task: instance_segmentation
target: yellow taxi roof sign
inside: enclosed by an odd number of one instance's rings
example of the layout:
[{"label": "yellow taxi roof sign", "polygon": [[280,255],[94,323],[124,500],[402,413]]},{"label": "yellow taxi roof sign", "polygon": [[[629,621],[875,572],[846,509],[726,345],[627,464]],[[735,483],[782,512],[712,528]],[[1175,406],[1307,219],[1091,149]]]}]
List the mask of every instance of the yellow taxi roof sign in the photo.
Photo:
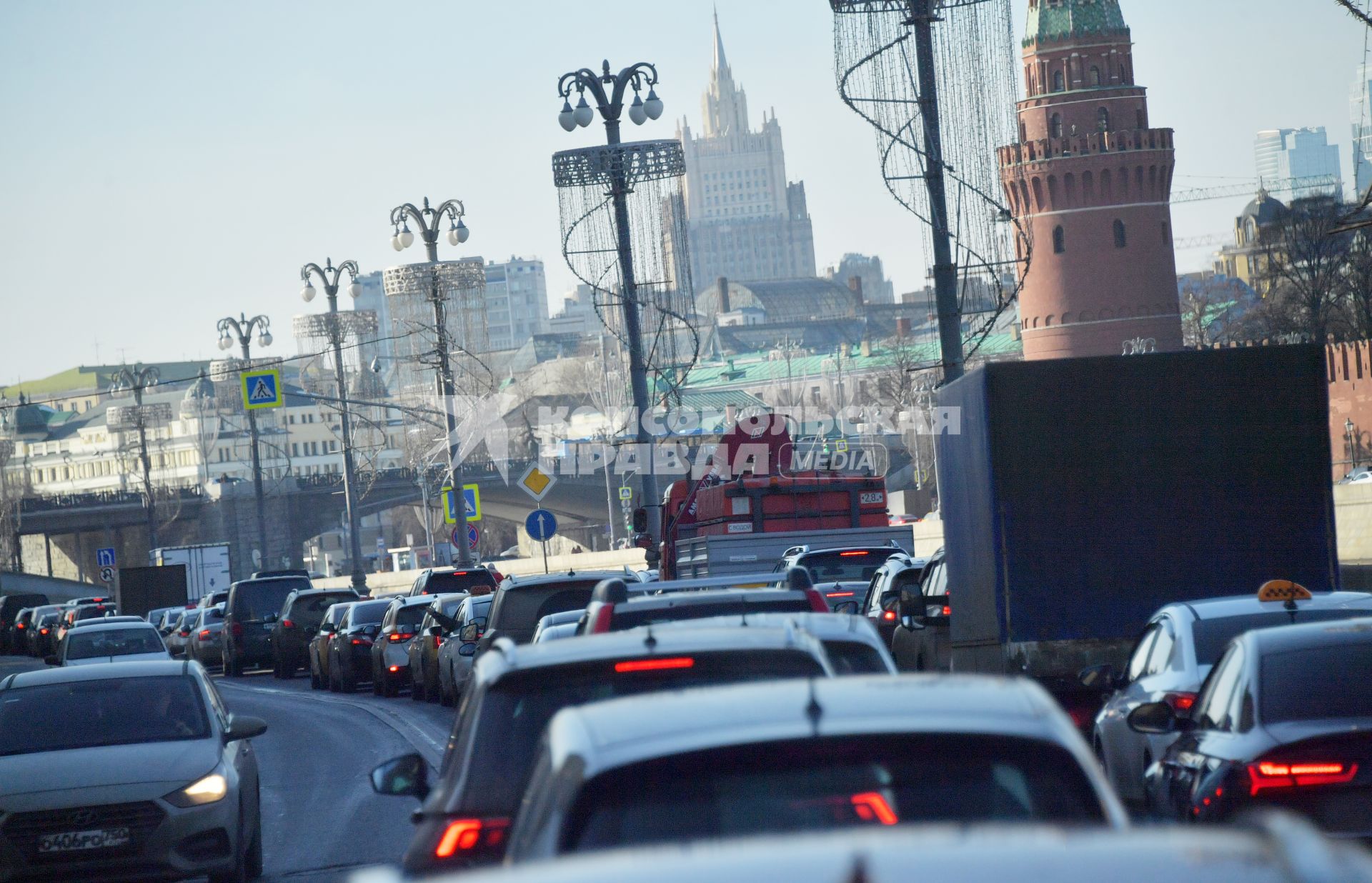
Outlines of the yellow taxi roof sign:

▬▬▬▬▬▬▬▬▬▬

### [Task requirements]
Gather every line from the records above that contains the string "yellow". Case counts.

### [Written reply]
target: yellow taxi roof sign
[{"label": "yellow taxi roof sign", "polygon": [[280,255],[94,323],[124,500],[402,413]]},{"label": "yellow taxi roof sign", "polygon": [[[629,621],[875,572],[846,509],[726,345],[627,464]],[[735,483],[782,512],[712,528]],[[1175,406],[1307,219],[1091,149]]]}]
List the mask of every instance of the yellow taxi roof sign in the photo.
Outlines of the yellow taxi roof sign:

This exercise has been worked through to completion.